> Directions:
#1 Echo the part of the cold-air outbreak article starting with "Bart Geerts says" and going on through "understood, he says.".
#2 Proceed with the article on Geerts's cold-air outbreak research, picking up after its final sentence.
Supplied passage Start Marker
UWs Geerts Receives DOE Atmospheric Grant to Study Cold

Bart Geerts says the Arctic is arguably the region on Earth that is warming the most rapidly, with rapid sea ice loss and warming air temperatures reinforcing each other. Decreasing ice cover implies potentially more hazardous Arctic winter weather effects upon coastal communities and local transportation.

To better tackle this issue, the University of Wyoming department head and professor of atmospheric science is looking at cold-air outbreaks, which are poorly understood, he says.

“A key question is how the high-latitude changes connect to those in the midlatitude and the global climate system. Outbreaks of cold, Arctic air streaming over open ocean water encourage strong surface fluxes of moisture and heat, supporting shallow, but highly convective clouds,” Geerts says. “These occasionally spawn intense ‘polar lows,’ and both are difficult to forecast. Cold-air outbreaks have a significant impact on the global energy and water cycles, including the ocean circulation.”

To help continue his research, Geerts recently received a U.S. Department of Energy (DOE) grant worth $724,331 over three years. His project is one of 31 in the atmospheric sciences that received $19 million in total funding from the DOE. The projects aim to improve the power of Earth system models to predict weather and climate.

This newest grant builds on a current DOE grant under its Atmospheric System Research (ASR) program, called “Mixed-Phase Convective Clouds in the Polar Marine Boundary Layer.” Under that program, Geerts says observations and modeling are used to focus on the cloud and precipitation properties of shallow convective clouds’ cold air over open waters near the Arctic.

“Despite the impacts on weather and climate, cold-air outbreaks remain difficult to model. This is, in part, because of the range of scales involved, with this cloud regime occupying a ‘gray zone’ where typical weather or climate models fail to capture or parameterize the relevant cloud and dynamical processes,” Geerts explains. “In addition, little is known about the cloud properties; their rain and snowfall amounts; the accompanying boundary layer structure and circulations; interactions with meteorology; and surface fluxes. Very little is known about these clouds, given the emptiness of the Arctic.”

DOE supported a dedicated field campaign -- called Cold-Air Outbreaks in the Marine Boundary Layer Experiment (COMBLE) -- through which the necessary measurements were gathered to support modeling improvements of this mysterious cloud regime.
Supplied passage End Marker
Extracted information Start Marker
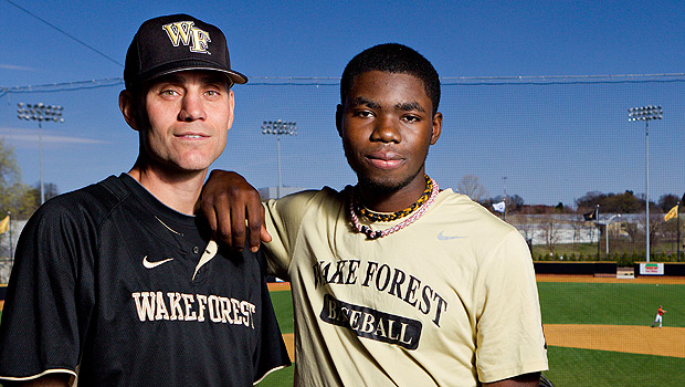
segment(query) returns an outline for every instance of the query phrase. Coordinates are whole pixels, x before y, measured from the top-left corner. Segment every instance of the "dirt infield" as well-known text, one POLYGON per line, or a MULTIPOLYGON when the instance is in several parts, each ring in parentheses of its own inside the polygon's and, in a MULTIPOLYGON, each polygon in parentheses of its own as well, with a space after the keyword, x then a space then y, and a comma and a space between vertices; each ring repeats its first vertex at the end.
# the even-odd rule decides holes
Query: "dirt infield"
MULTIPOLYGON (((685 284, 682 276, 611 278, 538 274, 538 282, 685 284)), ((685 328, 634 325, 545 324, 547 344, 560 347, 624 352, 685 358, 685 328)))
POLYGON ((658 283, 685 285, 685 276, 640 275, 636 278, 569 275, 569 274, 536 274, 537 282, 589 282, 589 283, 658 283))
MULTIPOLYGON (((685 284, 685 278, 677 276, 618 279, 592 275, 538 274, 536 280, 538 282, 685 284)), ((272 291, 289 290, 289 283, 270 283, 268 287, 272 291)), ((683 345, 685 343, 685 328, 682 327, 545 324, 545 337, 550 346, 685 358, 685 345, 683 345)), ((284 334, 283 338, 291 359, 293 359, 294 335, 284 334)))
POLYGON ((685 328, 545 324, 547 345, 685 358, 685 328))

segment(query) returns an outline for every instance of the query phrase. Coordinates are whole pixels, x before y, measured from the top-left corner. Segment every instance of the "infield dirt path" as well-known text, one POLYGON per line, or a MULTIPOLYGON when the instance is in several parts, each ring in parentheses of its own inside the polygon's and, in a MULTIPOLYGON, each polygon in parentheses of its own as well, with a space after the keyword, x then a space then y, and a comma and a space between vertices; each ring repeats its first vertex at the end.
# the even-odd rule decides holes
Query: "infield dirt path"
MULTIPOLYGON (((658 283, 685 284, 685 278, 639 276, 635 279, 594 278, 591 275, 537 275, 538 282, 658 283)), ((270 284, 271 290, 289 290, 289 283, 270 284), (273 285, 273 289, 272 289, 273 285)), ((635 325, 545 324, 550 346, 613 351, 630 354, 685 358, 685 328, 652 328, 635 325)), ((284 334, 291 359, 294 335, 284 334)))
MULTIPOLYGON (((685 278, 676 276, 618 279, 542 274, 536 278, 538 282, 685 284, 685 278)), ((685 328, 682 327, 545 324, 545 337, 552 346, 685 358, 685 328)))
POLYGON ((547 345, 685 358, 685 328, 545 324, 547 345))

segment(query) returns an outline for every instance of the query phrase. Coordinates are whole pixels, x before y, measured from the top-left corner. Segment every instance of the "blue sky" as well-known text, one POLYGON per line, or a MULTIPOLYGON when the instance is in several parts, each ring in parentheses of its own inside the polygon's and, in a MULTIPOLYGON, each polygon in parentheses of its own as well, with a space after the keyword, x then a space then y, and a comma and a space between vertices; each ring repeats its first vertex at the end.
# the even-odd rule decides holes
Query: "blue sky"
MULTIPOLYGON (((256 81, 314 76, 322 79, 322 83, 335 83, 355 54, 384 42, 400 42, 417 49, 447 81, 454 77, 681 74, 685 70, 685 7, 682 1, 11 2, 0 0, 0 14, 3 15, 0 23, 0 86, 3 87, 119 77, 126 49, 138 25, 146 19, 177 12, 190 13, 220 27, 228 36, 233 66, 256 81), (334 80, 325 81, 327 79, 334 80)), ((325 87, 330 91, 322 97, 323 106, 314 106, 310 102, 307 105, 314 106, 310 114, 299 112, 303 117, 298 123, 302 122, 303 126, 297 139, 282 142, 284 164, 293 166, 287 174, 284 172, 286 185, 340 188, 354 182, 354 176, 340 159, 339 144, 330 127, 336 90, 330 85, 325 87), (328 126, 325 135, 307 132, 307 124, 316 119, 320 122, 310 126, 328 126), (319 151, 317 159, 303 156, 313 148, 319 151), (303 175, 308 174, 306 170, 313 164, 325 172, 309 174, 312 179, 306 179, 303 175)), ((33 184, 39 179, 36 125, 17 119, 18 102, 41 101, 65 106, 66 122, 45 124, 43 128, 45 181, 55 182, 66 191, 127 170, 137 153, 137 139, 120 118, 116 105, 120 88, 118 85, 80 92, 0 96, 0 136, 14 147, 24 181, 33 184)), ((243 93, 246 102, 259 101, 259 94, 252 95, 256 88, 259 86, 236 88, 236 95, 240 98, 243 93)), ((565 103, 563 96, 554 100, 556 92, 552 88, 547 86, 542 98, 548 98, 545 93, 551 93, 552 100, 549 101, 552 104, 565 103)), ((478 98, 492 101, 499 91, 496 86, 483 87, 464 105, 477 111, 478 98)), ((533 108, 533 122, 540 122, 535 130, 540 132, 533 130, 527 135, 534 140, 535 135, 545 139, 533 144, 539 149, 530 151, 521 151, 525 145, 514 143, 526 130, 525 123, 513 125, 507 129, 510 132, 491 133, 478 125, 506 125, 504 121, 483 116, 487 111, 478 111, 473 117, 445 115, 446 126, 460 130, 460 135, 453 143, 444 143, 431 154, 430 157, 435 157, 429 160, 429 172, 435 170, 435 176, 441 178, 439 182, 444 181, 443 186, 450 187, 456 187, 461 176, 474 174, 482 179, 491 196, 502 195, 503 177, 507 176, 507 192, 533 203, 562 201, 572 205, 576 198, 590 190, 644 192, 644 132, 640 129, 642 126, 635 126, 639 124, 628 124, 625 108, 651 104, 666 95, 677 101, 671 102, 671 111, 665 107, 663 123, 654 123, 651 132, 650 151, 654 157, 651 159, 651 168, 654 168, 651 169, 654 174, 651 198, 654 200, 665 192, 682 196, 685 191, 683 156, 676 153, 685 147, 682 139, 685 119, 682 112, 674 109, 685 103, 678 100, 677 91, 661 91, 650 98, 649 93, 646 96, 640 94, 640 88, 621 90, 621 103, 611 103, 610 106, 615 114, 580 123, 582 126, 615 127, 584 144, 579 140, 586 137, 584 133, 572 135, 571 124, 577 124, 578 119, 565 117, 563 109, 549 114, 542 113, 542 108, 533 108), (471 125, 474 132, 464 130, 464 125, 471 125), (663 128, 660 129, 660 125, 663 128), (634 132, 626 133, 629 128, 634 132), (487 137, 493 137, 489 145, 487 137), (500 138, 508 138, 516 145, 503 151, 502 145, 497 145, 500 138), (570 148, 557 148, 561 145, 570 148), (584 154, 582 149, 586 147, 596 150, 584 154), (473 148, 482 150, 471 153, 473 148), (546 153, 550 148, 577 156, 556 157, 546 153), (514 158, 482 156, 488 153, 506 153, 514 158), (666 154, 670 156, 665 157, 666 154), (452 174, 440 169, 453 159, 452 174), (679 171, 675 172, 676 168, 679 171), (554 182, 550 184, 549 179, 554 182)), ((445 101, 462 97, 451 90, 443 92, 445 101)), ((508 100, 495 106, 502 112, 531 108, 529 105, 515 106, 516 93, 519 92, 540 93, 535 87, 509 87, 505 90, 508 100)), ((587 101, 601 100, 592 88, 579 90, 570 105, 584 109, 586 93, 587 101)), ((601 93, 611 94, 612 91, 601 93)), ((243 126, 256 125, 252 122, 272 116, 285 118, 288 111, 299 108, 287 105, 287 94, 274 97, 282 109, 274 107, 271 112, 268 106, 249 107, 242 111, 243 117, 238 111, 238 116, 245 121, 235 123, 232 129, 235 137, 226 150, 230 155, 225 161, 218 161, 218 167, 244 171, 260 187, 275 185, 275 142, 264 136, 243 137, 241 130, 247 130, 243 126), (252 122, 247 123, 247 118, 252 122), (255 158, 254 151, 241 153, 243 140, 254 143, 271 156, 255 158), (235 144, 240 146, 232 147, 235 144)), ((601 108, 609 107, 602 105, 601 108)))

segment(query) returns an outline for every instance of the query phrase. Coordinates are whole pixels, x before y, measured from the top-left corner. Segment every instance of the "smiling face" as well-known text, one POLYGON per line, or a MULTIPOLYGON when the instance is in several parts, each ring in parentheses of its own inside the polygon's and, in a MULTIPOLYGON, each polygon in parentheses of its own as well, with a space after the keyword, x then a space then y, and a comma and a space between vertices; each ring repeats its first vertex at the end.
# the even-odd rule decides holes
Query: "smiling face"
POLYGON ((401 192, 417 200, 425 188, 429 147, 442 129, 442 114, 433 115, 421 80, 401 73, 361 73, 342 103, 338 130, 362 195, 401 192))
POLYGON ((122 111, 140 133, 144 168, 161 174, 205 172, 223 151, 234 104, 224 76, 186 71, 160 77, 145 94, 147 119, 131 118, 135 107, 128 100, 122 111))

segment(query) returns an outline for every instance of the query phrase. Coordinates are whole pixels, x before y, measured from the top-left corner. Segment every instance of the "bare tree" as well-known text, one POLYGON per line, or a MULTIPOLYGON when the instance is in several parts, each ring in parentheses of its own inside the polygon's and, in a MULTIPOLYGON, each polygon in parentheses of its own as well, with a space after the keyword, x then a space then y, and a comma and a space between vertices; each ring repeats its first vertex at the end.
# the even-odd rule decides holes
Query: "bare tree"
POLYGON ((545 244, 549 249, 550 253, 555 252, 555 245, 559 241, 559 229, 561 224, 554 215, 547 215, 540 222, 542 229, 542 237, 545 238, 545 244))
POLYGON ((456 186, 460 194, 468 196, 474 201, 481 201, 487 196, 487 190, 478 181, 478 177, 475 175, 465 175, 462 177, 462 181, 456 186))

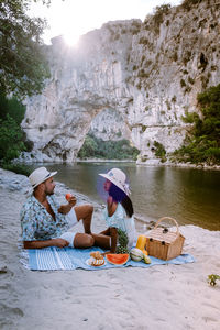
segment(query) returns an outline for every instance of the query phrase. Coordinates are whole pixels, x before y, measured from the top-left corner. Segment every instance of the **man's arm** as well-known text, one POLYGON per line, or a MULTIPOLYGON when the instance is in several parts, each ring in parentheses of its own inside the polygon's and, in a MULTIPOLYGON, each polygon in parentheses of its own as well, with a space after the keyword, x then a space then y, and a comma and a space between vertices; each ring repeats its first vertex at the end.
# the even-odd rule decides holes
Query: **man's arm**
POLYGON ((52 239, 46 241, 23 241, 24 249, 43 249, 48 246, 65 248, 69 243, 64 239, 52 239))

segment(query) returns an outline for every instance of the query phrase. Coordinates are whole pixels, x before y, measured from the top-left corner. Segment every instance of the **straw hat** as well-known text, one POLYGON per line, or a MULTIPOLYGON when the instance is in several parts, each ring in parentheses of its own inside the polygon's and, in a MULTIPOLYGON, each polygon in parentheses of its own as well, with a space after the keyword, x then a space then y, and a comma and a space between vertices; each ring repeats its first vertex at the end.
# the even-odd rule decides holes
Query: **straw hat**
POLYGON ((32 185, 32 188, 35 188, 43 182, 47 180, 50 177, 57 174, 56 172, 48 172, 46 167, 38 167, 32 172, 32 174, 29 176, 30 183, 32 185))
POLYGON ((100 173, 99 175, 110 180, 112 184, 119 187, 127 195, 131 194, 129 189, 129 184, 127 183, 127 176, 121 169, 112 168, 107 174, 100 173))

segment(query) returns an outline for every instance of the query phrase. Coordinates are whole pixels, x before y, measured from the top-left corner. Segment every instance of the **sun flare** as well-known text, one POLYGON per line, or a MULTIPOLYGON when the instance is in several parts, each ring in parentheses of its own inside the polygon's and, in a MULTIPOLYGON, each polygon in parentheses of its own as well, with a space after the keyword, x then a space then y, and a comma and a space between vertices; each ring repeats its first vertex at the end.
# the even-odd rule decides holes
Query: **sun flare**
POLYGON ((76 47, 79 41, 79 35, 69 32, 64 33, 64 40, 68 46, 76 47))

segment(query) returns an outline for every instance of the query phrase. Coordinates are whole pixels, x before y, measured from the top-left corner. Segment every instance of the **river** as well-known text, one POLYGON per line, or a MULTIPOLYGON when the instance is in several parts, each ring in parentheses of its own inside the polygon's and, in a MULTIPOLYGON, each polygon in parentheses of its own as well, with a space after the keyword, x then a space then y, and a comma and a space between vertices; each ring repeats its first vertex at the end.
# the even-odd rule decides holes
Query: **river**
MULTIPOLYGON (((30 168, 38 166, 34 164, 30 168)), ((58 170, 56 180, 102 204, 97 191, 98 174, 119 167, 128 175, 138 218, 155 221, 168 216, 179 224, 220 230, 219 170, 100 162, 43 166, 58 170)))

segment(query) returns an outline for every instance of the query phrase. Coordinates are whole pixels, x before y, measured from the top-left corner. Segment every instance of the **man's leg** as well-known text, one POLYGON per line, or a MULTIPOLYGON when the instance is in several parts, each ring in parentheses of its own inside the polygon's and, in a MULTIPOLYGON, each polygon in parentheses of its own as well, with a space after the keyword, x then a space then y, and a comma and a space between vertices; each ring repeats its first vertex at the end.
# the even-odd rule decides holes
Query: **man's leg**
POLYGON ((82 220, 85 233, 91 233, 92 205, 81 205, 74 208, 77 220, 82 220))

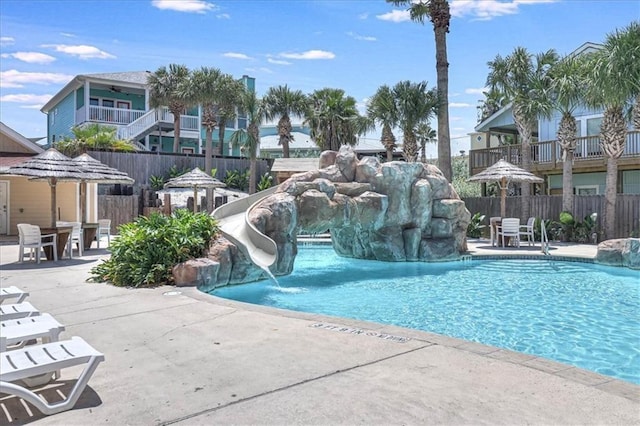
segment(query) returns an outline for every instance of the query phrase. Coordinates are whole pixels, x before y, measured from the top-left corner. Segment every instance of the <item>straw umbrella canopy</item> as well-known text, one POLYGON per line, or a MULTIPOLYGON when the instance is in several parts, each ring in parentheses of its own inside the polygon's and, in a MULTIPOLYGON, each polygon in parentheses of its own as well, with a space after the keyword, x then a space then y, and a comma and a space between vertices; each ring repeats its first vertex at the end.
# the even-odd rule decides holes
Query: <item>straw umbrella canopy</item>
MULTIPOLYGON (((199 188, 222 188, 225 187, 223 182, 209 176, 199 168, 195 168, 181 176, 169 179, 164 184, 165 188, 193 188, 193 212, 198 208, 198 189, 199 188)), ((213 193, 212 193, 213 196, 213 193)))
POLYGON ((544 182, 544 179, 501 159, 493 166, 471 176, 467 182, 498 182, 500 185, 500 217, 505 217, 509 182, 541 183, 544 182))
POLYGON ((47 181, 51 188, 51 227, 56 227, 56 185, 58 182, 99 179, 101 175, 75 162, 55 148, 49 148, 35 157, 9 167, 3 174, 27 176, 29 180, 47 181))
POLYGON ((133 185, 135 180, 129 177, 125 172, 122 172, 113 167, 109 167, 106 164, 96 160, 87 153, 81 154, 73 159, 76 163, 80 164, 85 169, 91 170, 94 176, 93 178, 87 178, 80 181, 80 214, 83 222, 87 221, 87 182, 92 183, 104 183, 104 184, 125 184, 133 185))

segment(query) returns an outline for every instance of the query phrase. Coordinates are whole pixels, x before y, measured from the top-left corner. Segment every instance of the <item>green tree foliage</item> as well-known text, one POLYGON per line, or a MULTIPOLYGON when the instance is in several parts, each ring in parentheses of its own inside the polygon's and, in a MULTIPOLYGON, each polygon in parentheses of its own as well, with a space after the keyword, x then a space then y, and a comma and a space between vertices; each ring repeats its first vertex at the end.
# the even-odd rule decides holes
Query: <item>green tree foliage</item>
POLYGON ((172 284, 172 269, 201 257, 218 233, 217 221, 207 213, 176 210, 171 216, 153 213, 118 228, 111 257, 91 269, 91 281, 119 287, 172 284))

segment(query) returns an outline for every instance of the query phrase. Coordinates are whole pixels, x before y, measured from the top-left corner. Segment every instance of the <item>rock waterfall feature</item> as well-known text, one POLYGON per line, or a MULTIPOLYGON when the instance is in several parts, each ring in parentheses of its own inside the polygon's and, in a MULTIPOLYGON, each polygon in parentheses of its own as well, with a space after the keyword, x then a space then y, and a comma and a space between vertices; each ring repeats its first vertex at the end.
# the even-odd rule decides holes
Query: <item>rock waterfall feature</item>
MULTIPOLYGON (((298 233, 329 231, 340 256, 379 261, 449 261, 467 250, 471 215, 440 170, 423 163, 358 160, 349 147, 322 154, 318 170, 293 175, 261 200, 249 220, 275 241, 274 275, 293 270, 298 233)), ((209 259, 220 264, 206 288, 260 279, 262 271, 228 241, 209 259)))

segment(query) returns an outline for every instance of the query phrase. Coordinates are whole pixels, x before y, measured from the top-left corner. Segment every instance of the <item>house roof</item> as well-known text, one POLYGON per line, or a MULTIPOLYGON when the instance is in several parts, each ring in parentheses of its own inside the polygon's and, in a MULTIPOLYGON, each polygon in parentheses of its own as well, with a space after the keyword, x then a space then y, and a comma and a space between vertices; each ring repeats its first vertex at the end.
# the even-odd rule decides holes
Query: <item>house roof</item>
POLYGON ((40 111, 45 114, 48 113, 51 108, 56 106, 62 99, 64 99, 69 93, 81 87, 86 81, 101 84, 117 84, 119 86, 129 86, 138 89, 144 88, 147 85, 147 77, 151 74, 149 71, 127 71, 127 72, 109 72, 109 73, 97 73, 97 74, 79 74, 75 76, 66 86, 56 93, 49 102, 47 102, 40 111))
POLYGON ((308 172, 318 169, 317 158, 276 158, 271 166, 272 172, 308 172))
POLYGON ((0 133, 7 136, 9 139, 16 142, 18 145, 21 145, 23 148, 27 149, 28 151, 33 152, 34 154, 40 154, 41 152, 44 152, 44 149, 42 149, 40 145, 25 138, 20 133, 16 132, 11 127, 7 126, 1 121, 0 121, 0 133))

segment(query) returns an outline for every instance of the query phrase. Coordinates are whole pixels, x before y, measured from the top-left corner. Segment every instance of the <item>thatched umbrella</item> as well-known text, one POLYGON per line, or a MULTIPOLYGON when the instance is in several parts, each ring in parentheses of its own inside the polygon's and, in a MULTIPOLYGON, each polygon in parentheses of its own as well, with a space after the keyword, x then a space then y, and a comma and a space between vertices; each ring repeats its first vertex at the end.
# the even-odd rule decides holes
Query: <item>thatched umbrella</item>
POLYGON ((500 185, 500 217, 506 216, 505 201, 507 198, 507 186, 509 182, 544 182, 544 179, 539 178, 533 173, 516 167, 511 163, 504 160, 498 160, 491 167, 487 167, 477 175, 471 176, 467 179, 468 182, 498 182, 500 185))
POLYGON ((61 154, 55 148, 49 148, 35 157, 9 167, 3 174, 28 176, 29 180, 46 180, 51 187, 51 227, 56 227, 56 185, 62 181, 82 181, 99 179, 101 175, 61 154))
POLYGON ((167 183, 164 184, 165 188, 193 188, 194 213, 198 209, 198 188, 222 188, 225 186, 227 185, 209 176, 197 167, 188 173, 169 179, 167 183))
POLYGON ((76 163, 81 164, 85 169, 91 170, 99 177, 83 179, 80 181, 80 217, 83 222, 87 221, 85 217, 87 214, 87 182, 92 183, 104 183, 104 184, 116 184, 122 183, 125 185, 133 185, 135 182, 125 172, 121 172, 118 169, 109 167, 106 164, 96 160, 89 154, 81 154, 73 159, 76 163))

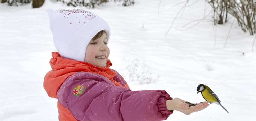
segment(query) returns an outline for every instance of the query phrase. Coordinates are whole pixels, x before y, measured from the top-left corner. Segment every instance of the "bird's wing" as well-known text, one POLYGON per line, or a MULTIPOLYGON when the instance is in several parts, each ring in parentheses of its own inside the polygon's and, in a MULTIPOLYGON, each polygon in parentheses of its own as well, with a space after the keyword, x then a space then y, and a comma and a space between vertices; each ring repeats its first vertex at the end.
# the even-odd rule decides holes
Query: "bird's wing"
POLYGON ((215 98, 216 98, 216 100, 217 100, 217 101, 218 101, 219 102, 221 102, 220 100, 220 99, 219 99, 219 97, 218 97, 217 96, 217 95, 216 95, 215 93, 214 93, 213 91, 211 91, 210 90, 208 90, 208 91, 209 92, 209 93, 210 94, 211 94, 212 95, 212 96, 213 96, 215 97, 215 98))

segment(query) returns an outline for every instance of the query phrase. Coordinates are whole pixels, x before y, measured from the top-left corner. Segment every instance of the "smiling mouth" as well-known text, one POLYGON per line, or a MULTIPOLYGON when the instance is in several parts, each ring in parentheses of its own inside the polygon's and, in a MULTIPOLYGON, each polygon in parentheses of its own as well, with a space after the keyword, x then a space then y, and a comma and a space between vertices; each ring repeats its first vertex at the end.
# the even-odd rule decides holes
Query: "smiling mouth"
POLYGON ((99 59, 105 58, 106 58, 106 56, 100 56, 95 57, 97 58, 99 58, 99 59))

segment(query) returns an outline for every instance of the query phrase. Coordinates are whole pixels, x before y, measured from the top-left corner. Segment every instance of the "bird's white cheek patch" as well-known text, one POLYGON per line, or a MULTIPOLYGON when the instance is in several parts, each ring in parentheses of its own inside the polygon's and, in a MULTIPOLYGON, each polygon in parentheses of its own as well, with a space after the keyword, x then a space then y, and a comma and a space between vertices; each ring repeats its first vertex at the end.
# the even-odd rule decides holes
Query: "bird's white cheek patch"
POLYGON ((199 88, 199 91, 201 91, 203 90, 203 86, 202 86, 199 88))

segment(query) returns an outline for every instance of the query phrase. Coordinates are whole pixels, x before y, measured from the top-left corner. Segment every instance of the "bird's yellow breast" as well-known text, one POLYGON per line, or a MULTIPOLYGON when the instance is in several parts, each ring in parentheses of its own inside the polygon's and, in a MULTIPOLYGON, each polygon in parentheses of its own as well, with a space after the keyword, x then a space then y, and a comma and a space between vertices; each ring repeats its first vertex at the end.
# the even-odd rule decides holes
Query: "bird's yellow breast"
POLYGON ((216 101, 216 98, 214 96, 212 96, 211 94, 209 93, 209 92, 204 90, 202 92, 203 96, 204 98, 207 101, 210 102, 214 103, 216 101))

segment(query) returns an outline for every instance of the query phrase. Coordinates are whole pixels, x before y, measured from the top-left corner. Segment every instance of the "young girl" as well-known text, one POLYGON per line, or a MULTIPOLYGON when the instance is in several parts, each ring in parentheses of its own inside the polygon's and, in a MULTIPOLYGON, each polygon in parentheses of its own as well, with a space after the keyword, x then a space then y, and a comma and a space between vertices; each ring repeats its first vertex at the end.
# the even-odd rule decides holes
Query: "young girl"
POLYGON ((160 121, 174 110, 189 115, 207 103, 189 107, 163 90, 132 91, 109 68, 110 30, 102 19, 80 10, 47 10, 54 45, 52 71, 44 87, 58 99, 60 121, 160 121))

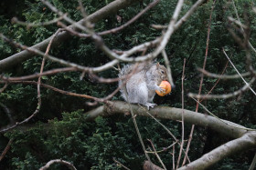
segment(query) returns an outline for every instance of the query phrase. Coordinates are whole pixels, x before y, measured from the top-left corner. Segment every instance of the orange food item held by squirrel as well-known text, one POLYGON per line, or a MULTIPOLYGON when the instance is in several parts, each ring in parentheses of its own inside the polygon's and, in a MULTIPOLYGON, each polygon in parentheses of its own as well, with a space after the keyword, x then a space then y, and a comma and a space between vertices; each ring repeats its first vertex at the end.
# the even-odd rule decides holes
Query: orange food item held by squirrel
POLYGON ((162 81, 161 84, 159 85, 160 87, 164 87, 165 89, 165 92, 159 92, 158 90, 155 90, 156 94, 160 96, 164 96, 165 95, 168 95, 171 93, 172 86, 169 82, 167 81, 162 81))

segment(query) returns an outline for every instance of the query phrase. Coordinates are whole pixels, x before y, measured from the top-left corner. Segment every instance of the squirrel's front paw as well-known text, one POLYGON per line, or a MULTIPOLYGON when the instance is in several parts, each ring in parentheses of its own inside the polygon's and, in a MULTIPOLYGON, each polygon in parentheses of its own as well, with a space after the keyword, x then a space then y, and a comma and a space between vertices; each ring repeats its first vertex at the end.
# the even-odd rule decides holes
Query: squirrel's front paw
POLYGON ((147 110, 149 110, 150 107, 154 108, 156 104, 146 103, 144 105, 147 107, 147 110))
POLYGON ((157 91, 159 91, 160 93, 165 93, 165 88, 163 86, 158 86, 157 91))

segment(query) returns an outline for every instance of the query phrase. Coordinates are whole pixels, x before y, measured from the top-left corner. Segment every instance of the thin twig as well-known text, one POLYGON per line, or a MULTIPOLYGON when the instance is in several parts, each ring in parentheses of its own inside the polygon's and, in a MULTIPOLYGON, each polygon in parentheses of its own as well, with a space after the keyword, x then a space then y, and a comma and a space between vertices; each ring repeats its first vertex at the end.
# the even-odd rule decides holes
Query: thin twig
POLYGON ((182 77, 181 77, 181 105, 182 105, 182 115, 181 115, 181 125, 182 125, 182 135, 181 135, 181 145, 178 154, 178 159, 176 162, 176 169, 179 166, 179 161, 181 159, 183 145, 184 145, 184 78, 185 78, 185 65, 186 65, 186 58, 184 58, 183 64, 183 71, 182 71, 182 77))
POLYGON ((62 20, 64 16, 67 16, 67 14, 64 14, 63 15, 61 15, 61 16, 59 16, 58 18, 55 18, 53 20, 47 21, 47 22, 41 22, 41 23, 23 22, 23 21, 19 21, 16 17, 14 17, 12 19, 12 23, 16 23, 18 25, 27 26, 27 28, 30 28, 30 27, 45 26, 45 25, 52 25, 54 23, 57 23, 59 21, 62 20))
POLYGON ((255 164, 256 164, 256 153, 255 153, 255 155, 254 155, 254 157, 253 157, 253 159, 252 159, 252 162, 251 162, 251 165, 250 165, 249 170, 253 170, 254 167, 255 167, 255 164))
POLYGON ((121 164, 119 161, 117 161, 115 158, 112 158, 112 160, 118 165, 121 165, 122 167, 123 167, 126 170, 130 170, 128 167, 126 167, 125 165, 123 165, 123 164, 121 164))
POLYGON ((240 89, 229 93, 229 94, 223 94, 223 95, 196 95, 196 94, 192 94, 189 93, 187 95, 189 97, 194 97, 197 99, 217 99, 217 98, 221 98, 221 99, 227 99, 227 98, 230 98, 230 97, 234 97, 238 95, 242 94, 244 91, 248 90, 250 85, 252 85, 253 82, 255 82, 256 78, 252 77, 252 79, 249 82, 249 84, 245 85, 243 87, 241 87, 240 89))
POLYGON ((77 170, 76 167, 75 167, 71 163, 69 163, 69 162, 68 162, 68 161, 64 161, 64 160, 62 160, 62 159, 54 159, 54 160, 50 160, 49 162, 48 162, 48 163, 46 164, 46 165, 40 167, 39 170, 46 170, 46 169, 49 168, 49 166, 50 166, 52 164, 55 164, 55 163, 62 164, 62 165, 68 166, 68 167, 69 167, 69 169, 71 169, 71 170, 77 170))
Extracted information End Marker
> Answers to the exercises:
#1
Bart Geerts says the Arctic is arguably the region on Earth that is warming the most rapidly, with rapid sea ice loss and warming air temperatures reinforcing each other. Decreasing ice cover implies potentially more hazardous Arctic winter weather effects upon coastal communities and local transportation.

To better tackle this issue, the University of Wyoming department head and professor of atmospheric science is looking at cold-air outbreaks, which are poorly understood, he says.

#2
Geerts served as COMBLE’s lead scientist during the project -- which took place from Dec. 1, 2019-May 31, 2020 -- with DOE’s ASR and 20 international collaborators. Geerts says the campaign’s outdoor laboratory was a vast stretch of open water in the open sea. Their main observation station “was as far north as we could go in Scandinavia,” he says.

“We are using the COMBLE observations to assess multiscale numerical simulations of these clouds and, in turn, we’ll use these simulations to better understand the cloud regime and enable better representation of these clouds in climate models,” Geerts says.

This work is in collaboration with the National Center for Atmospheric Research (NCAR) scientists, and will require a large supercomputer allocation from the NCAR Wyoming Supercomputing Center.

Geerts says the latest DOE grant will fund one Ph.D. student, Christian Lackner, of Mainz, Germany, who will start his studies at UW this fall.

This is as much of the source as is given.